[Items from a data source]
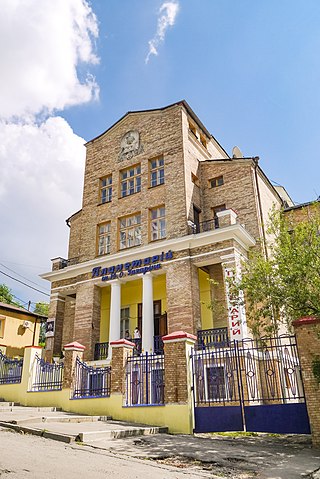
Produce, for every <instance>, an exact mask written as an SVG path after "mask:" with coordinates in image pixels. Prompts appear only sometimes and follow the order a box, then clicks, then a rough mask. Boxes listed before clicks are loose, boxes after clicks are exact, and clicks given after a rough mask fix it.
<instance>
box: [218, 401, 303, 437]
mask: <svg viewBox="0 0 320 479" xmlns="http://www.w3.org/2000/svg"><path fill="white" fill-rule="evenodd" d="M226 409H227V410H228V409H229V408H226ZM244 413H245V417H246V429H247V431H250V432H253V431H254V432H272V433H276V434H310V425H309V418H308V413H307V408H306V404H305V403H292V404H290V403H287V404H272V405H259V406H245V407H244Z"/></svg>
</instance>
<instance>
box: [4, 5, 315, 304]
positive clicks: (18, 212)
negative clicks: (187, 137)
mask: <svg viewBox="0 0 320 479" xmlns="http://www.w3.org/2000/svg"><path fill="white" fill-rule="evenodd" d="M319 24H320V2H319V0H282V1H281V2H279V0H259V1H257V0H240V1H239V0H172V1H163V0H121V1H119V0H92V1H91V2H89V1H87V0H55V1H54V2H53V1H52V0H41V2H39V0H2V1H1V16H0V57H1V75H0V225H1V234H0V283H5V284H7V285H8V286H9V287H10V288H11V290H12V293H13V294H14V295H15V296H16V298H18V299H19V300H20V302H21V304H23V305H27V303H28V301H31V309H32V307H33V306H34V305H35V303H36V302H44V301H49V294H50V284H49V283H48V282H47V281H44V280H42V279H41V278H40V277H39V274H40V273H43V272H46V271H50V270H51V262H50V259H51V258H55V257H58V256H61V257H66V256H67V247H68V235H69V231H68V227H67V226H66V223H65V219H66V218H68V217H69V216H70V215H71V214H73V213H74V212H75V211H78V210H79V209H80V208H81V197H82V187H83V173H84V164H85V147H84V143H85V142H86V141H88V140H90V139H92V138H94V137H95V136H97V135H99V134H101V133H102V132H104V131H105V130H106V129H108V128H109V127H110V126H111V125H112V124H113V123H114V122H116V121H117V120H118V119H119V118H120V117H122V116H123V115H124V114H125V113H126V112H127V111H132V110H143V109H150V108H159V107H163V106H166V105H169V104H171V103H174V102H177V101H179V100H182V99H185V100H186V101H187V102H188V103H189V105H190V106H191V108H192V109H193V110H194V111H195V113H196V114H197V115H198V117H199V118H200V120H201V121H202V122H203V123H204V125H205V126H206V128H207V129H208V130H209V131H210V132H211V133H212V134H213V135H214V136H215V137H216V138H217V140H218V141H219V142H220V144H221V145H222V146H223V147H224V148H225V149H226V151H227V152H228V153H229V154H230V155H231V153H232V148H233V147H234V146H235V145H237V146H238V147H240V149H241V151H242V153H243V154H244V156H259V157H260V166H261V167H262V169H263V170H264V172H265V173H266V174H267V176H268V177H269V179H271V180H272V181H273V182H275V184H281V185H283V186H285V187H286V189H287V191H288V192H289V194H290V195H291V197H292V199H293V201H294V202H295V203H303V202H306V201H311V200H314V199H316V198H317V197H318V196H319V195H320V184H319V160H318V154H319V153H318V151H319V148H318V142H319V128H320V118H319V116H320V55H319V51H320V29H319ZM13 278H14V279H13ZM17 280H19V281H17ZM23 283H26V284H27V285H28V286H26V285H25V284H23ZM32 288H35V289H32ZM36 290H38V291H36Z"/></svg>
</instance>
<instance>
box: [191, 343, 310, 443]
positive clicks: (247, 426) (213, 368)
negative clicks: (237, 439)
mask: <svg viewBox="0 0 320 479" xmlns="http://www.w3.org/2000/svg"><path fill="white" fill-rule="evenodd" d="M191 363H192V373H193V388H192V389H193V398H194V413H195V432H218V431H243V430H245V431H252V432H270V433H279V434H289V433H297V434H309V433H310V426H309V419H308V414H307V409H306V404H305V397H304V390H303V384H302V379H301V371H300V362H299V356H298V351H297V344H296V339H295V336H289V335H283V336H278V337H275V338H261V339H259V340H254V339H245V340H242V341H232V342H229V343H223V345H222V346H221V347H220V348H219V347H215V348H213V349H208V348H204V347H203V348H202V349H199V348H198V350H194V351H193V352H192V355H191Z"/></svg>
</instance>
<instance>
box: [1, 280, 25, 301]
mask: <svg viewBox="0 0 320 479" xmlns="http://www.w3.org/2000/svg"><path fill="white" fill-rule="evenodd" d="M0 302H1V303H7V304H13V305H14V306H20V303H19V302H18V301H16V300H15V299H14V296H13V294H12V292H11V289H10V288H9V287H8V286H7V285H6V284H4V283H3V284H0Z"/></svg>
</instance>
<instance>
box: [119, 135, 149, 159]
mask: <svg viewBox="0 0 320 479" xmlns="http://www.w3.org/2000/svg"><path fill="white" fill-rule="evenodd" d="M142 152H143V146H142V145H141V144H140V134H139V132H138V131H136V130H131V131H128V132H127V133H126V134H125V135H124V136H123V137H122V140H121V143H120V153H119V157H118V160H119V161H123V160H130V159H131V158H133V157H134V156H136V155H139V153H142Z"/></svg>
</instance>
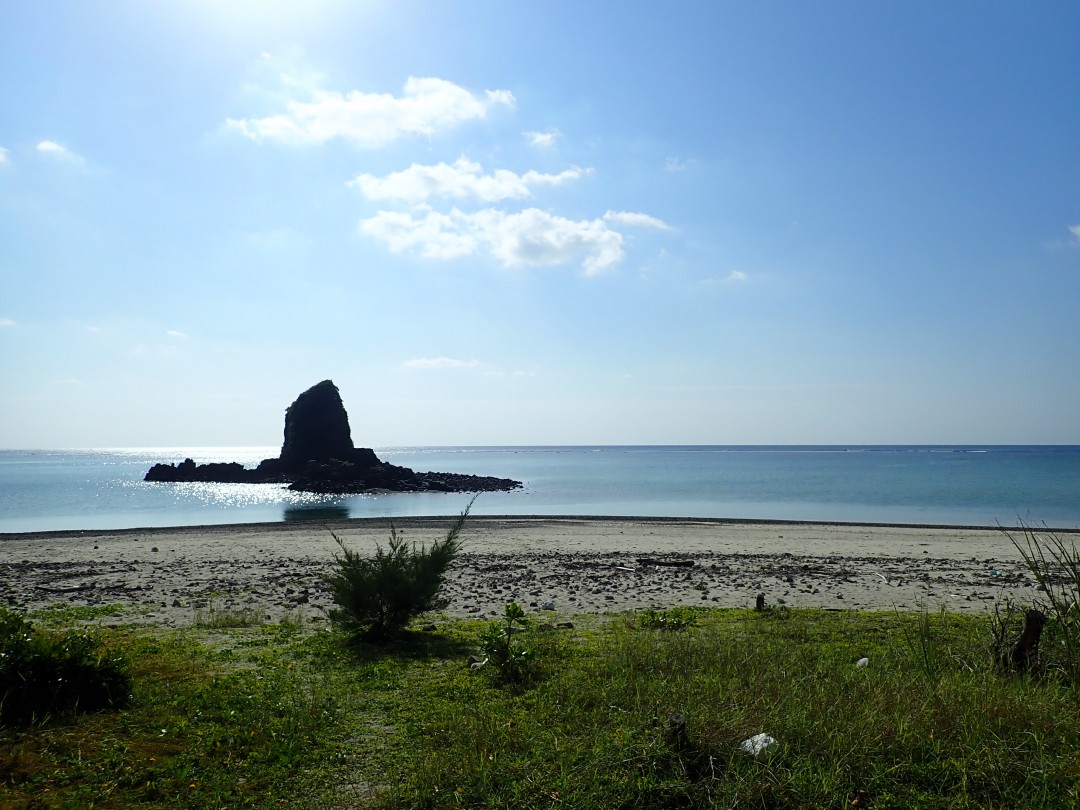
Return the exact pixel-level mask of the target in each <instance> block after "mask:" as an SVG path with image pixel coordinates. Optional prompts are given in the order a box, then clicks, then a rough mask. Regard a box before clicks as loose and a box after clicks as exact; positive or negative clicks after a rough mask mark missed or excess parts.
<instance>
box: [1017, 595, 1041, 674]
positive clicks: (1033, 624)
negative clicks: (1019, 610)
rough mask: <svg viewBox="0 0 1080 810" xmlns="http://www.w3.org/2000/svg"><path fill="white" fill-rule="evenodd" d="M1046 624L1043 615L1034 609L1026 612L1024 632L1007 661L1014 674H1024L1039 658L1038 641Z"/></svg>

[Problem details]
Omit every picture while printing the data word for word.

[Solution for this problem]
Produce, for every <instance>, an exact mask written as an SVG path after "mask:" with coordinates in image pixels. Prompts appear only sometimes and follow the order a box, then clicks, then a rough mask. Boxes listed before clicks are loose, boxes after clicks are exact, and clicks given after a rough mask fix it.
<instance>
box: [218, 401, 303, 437]
mask: <svg viewBox="0 0 320 479" xmlns="http://www.w3.org/2000/svg"><path fill="white" fill-rule="evenodd" d="M226 409H227V410H228V409H229V408H226ZM244 413H245V417H246V429H247V431H250V432H253V431H254V432H272V433H276V434H310V425H309V418H308V413H307V408H306V404H305V403H292V404H290V403H287V404H272V405H259V406H245V407H244Z"/></svg>
</instance>
<instance>
box: [4, 5, 315, 304]
positive clicks: (18, 212)
negative clicks: (187, 137)
mask: <svg viewBox="0 0 320 479" xmlns="http://www.w3.org/2000/svg"><path fill="white" fill-rule="evenodd" d="M319 24H320V2H319V0H282V1H281V2H279V0H259V1H257V0H240V1H239V0H172V1H163V0H121V1H119V0H92V1H91V2H89V1H87V0H55V1H54V2H53V1H52V0H41V2H39V0H2V1H1V16H0V57H1V75H0V225H1V234H0V283H5V284H7V285H8V286H9V287H10V288H11V290H12V293H13V294H14V295H15V296H16V298H18V299H19V300H20V302H21V304H23V305H27V303H28V301H31V309H32V307H33V306H34V305H35V303H36V302H44V301H49V294H50V284H49V283H48V282H47V281H44V280H42V279H41V278H40V277H39V274H40V273H43V272H46V271H50V270H51V262H50V259H51V258H55V257H58V256H61V257H66V256H67V247H68V235H69V231H68V227H67V226H66V223H65V219H66V218H68V217H69V216H70V215H71V214H73V213H74V212H75V211H78V210H79V209H80V208H81V197H82V187H83V173H84V164H85V147H84V143H85V142H86V141H88V140H90V139H92V138H94V137H95V136H97V135H99V134H101V133H102V132H104V131H105V130H106V129H108V128H109V127H110V126H111V125H112V124H113V123H114V122H116V121H117V120H118V119H119V118H120V117H122V116H123V115H124V114H125V113H126V112H127V111H132V110H143V109H150V108H159V107H163V106H166V105H169V104H171V103H174V102H177V101H179V100H182V99H185V100H186V101H187V102H188V103H189V105H190V106H191V108H192V109H193V110H194V111H195V113H196V114H197V115H198V117H199V118H200V120H201V121H202V122H203V123H204V125H205V126H206V128H207V129H208V130H209V131H210V132H211V133H212V134H213V135H214V136H215V137H216V138H217V140H218V141H219V142H220V144H221V145H222V146H223V147H224V148H225V149H226V151H227V152H228V153H229V154H230V155H231V153H232V148H233V147H234V146H235V145H237V146H238V147H240V149H241V151H242V153H243V154H244V156H259V157H260V166H261V167H262V169H263V170H264V172H265V173H266V174H267V176H268V177H269V179H271V180H272V181H273V182H275V184H281V185H283V186H285V187H286V189H287V191H288V192H289V194H290V195H291V197H292V199H293V201H294V202H295V203H303V202H306V201H311V200H314V199H316V198H317V197H318V196H319V195H320V184H319V160H318V154H319V153H318V151H319V148H318V142H319V128H320V118H319V116H320V55H319V51H320V29H319ZM13 278H14V279H13ZM17 280H19V281H17ZM23 283H26V284H27V285H28V286H26V285H25V284H23ZM32 288H35V289H32ZM36 290H38V291H36Z"/></svg>
</instance>
<instance>
box: [191, 343, 310, 443]
positive clicks: (247, 426) (213, 368)
negative clicks: (237, 439)
mask: <svg viewBox="0 0 320 479" xmlns="http://www.w3.org/2000/svg"><path fill="white" fill-rule="evenodd" d="M191 363H192V373H193V388H192V389H193V398H194V413H195V432H218V431H243V430H245V431H252V432H270V433H279V434H289V433H297V434H309V433H310V426H309V419H308V414H307V409H306V404H305V397H304V390H303V384H302V379H301V371H300V362H299V356H298V351H297V344H296V339H295V336H289V335H283V336H278V337H275V338H261V339H259V340H254V339H245V340H242V341H232V342H229V343H223V345H222V346H221V347H220V348H219V347H215V348H213V349H208V348H204V347H203V348H202V349H199V348H198V350H194V351H193V352H192V355H191Z"/></svg>
</instance>
<instance>
box: [1, 280, 25, 301]
mask: <svg viewBox="0 0 320 479" xmlns="http://www.w3.org/2000/svg"><path fill="white" fill-rule="evenodd" d="M0 302H1V303H7V304H13V305H14V306H20V303H19V302H18V301H16V300H15V299H14V296H13V294H12V292H11V289H10V288H9V287H8V286H7V285H6V284H4V283H3V284H0Z"/></svg>
</instance>
<instance>
box: [119, 135, 149, 159]
mask: <svg viewBox="0 0 320 479" xmlns="http://www.w3.org/2000/svg"><path fill="white" fill-rule="evenodd" d="M142 152H143V146H142V145H141V144H140V134H139V132H138V131H136V130H131V131H128V132H127V133H126V134H125V135H124V136H123V137H122V140H121V143H120V153H119V157H118V160H119V161H123V160H130V159H131V158H133V157H134V156H136V155H139V153H142Z"/></svg>
</instance>
Return the exact pixel-level mask of the target in each <instance> block after "mask:" as an SVG path with image pixel coordinates. Optional prompts are given in the order a box, then clicks, then a rough mask. Regard a box before clicks as loose and a box after clicks as exact; positive or negative clicks after a rough mask mark missed or excess parts.
<instance>
box: [1017, 595, 1041, 674]
positive clicks: (1033, 624)
negative clicks: (1019, 610)
rough mask: <svg viewBox="0 0 1080 810" xmlns="http://www.w3.org/2000/svg"><path fill="white" fill-rule="evenodd" d="M1046 624L1043 615L1034 609L1026 612L1024 632L1007 661L1014 674H1024L1039 658L1038 641Z"/></svg>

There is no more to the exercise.